(Point-based annotation data)
——————

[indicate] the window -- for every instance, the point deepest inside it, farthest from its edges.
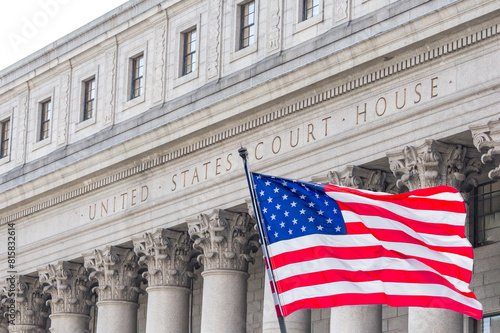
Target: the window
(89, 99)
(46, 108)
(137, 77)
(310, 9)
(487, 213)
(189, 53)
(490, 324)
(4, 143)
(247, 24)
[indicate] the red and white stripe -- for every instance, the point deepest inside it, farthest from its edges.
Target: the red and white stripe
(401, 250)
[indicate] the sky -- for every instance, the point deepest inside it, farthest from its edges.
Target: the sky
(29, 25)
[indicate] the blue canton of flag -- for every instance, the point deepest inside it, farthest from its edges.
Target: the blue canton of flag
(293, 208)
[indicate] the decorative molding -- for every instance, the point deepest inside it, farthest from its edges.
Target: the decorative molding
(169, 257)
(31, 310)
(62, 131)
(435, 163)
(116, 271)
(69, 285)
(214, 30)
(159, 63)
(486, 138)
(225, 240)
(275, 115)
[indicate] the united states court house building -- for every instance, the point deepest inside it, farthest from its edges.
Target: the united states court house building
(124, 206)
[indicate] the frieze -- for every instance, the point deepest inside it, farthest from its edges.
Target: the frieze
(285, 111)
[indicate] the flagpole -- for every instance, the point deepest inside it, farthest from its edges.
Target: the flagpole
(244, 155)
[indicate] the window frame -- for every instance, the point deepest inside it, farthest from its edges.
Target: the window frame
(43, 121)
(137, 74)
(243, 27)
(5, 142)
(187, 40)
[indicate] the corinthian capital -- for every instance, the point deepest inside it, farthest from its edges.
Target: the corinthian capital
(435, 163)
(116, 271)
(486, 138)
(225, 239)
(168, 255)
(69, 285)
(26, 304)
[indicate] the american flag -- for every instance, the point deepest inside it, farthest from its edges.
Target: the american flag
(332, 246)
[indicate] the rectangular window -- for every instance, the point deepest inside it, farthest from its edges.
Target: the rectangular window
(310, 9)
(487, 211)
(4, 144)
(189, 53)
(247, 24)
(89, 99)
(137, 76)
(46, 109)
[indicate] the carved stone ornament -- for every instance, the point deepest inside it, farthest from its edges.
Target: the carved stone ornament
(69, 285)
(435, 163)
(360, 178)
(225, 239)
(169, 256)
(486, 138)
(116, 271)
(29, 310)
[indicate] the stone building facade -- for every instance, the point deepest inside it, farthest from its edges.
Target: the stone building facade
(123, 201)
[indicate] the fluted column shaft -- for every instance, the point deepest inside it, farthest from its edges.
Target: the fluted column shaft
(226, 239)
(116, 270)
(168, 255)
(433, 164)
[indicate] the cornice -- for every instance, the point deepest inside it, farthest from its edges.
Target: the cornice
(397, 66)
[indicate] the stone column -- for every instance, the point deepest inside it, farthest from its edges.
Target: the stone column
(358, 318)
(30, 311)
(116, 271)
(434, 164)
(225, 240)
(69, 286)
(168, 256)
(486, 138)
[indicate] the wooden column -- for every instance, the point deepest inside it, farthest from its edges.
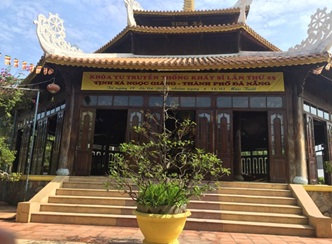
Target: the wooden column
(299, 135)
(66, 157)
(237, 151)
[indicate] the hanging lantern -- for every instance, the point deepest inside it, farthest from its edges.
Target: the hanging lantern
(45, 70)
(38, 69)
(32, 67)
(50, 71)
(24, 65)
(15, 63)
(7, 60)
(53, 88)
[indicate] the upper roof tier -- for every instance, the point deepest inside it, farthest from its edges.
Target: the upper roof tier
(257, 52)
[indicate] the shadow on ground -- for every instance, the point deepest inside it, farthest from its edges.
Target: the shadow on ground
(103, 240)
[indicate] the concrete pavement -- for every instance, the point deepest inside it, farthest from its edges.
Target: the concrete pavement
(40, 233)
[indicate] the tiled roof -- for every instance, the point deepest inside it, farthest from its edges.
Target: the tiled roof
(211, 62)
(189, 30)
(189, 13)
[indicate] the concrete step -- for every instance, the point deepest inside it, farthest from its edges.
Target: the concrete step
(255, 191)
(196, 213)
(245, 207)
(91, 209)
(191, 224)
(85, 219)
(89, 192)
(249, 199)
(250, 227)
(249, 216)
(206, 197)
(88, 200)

——————

• _Directions_
Render each line of the records above as a Markdown table with the columns Row and Line, numbering the rows and skipping blank lines. Leave the pictures out of your answer.

• _Written answer_
| Row | Line |
|---|---|
| 1 | [indicate] the window -- for every instance, the point deepest inside it, farthest from its edges. |
| 2 | Target: the window |
| 3 | (89, 99) |
| 4 | (46, 108) |
| 5 | (137, 77) |
| 6 | (310, 9) |
| 7 | (487, 213) |
| 8 | (189, 53) |
| 9 | (490, 324) |
| 10 | (4, 143) |
| 11 | (247, 24) |
| 12 | [indicate] the red and white stripe -- for every instance, the point deepest inside it, farthest from its edges. |
| 13 | Target: the red and white stripe |
| 14 | (401, 250) |
| 15 | [indicate] the sky -- for every instance, the point deepest inside it, farthest from its edges. |
| 16 | Target: the sky |
| 17 | (29, 25) |
| 18 | [indicate] the blue canton of flag -- for every instance, the point deepest inside it, farthest from its edges. |
| 19 | Target: the blue canton of flag |
| 20 | (293, 208) |
| 21 | [indicate] the decorative molding -- for every instance, the point deepest inside it, farthest from its edges. |
| 22 | Target: the decorative molding |
| 23 | (169, 257) |
| 24 | (31, 310) |
| 25 | (62, 131) |
| 26 | (435, 163) |
| 27 | (116, 271) |
| 28 | (69, 285) |
| 29 | (214, 30) |
| 30 | (159, 63) |
| 31 | (486, 138) |
| 32 | (225, 240) |
| 33 | (275, 115) |
| 34 | [indicate] the united states court house building -- for every instance, the point deepest inside it, farthest from its edges. |
| 35 | Target: the united states court house building |
| 36 | (124, 206) |
| 37 | [indicate] the frieze -- for every instance, the point deepest inside it, farthest from its edges. |
| 38 | Target: the frieze |
| 39 | (285, 111) |
| 40 | [indicate] the flagpole -- for every instance, the point deepest inside it, farthest from its edges. |
| 41 | Target: the flagpole |
| 42 | (244, 155) |
| 43 | [indicate] the window frame -- for every instance, the point deepest inside it, farthest from its edges. |
| 44 | Target: the window frame |
| 45 | (43, 121) |
| 46 | (137, 74) |
| 47 | (243, 27) |
| 48 | (5, 142) |
| 49 | (187, 40) |
| 50 | [indicate] the corinthian capital -- for every instance, the point deepest inside it, farthest from its edges. |
| 51 | Target: the corinthian capital |
| 52 | (435, 163) |
| 53 | (116, 271) |
| 54 | (486, 138) |
| 55 | (225, 239) |
| 56 | (168, 255) |
| 57 | (69, 285) |
| 58 | (26, 304) |
| 59 | [indicate] the american flag -- for every instance, the point deepest inside it, farthest from its edges. |
| 60 | Target: the american flag |
| 61 | (332, 246) |
| 62 | [indicate] the rectangular window -- for every instance, the point deepest inside it, farthest from its edges. |
| 63 | Target: the rectangular window |
| 64 | (310, 9) |
| 65 | (487, 211) |
| 66 | (4, 144) |
| 67 | (189, 53) |
| 68 | (247, 24) |
| 69 | (89, 99) |
| 70 | (137, 76) |
| 71 | (46, 109) |
| 72 | [indicate] the carved stone ornament -- for every instance, the point deepest inside it, farthest from its edges. |
| 73 | Target: the carved stone ornament |
| 74 | (69, 285) |
| 75 | (435, 163) |
| 76 | (360, 178) |
| 77 | (225, 239) |
| 78 | (169, 256) |
| 79 | (486, 138) |
| 80 | (116, 271) |
| 81 | (29, 310) |
| 82 | [indicate] the stone building facade -- for every instance, the point deepest inside it, farthest from its edges. |
| 83 | Target: the stone building facade |
| 84 | (123, 201) |
| 85 | [indicate] the fluted column shaft -- for every instance, the point deepest inside it, farthest from its edges. |
| 86 | Target: the fluted column shaft |
| 87 | (226, 239) |
| 88 | (116, 270) |
| 89 | (168, 255) |
| 90 | (433, 164) |
| 91 | [indicate] the cornice -- for every instance, the point deepest inside it, farthest from its edges. |
| 92 | Target: the cornice |
| 93 | (397, 66) |
| 94 | [indicate] the stone column -- for every instance, the point deepest inside it, farthest from its edges. |
| 95 | Target: the stone column |
| 96 | (358, 318) |
| 97 | (30, 311) |
| 98 | (116, 271) |
| 99 | (434, 164) |
| 100 | (225, 240) |
| 101 | (69, 286) |
| 102 | (168, 256) |
| 103 | (486, 138) |
| 104 | [indicate] the wooden column -- for every instance, the point deepest inside it, farthest from its edges. |
| 105 | Target: the wooden column |
| 106 | (299, 135) |
| 107 | (66, 157) |
| 108 | (237, 151) |
| 109 | [indicate] the hanging lantern -- for every instance, the point deepest inside it, farthest from its edges. |
| 110 | Target: the hanging lantern |
| 111 | (45, 70) |
| 112 | (38, 69) |
| 113 | (32, 67) |
| 114 | (50, 71) |
| 115 | (24, 65) |
| 116 | (15, 63) |
| 117 | (7, 60) |
| 118 | (53, 88) |
| 119 | [indicate] the upper roof tier -- for every instance, the point deepest inside it, farthest from its edges. |
| 120 | Target: the upper roof tier |
| 121 | (257, 52) |
| 122 | [indicate] the shadow on ground -- for every instance, the point deepest inside it, farthest from its edges. |
| 123 | Target: the shadow on ground |
| 124 | (103, 240) |
| 125 | [indicate] the concrete pavement -- for every instance, the point deepest inside it, farthest from its edges. |
| 126 | Target: the concrete pavement |
| 127 | (40, 233) |
| 128 | [indicate] the tiled roof -- for every instance, the point deepest inside it, farthest from its edges. |
| 129 | Target: the tiled roof |
| 130 | (211, 62) |
| 131 | (189, 30) |
| 132 | (189, 13) |
| 133 | [indicate] the concrete step -- for every instance, the point deepest inside it, farthest from its edges. |
| 134 | Target: the concrete step |
| 135 | (255, 191) |
| 136 | (196, 213) |
| 137 | (245, 207) |
| 138 | (91, 209) |
| 139 | (191, 224) |
| 140 | (85, 219) |
| 141 | (89, 192) |
| 142 | (249, 199) |
| 143 | (250, 227) |
| 144 | (249, 216) |
| 145 | (206, 197) |
| 146 | (88, 200) |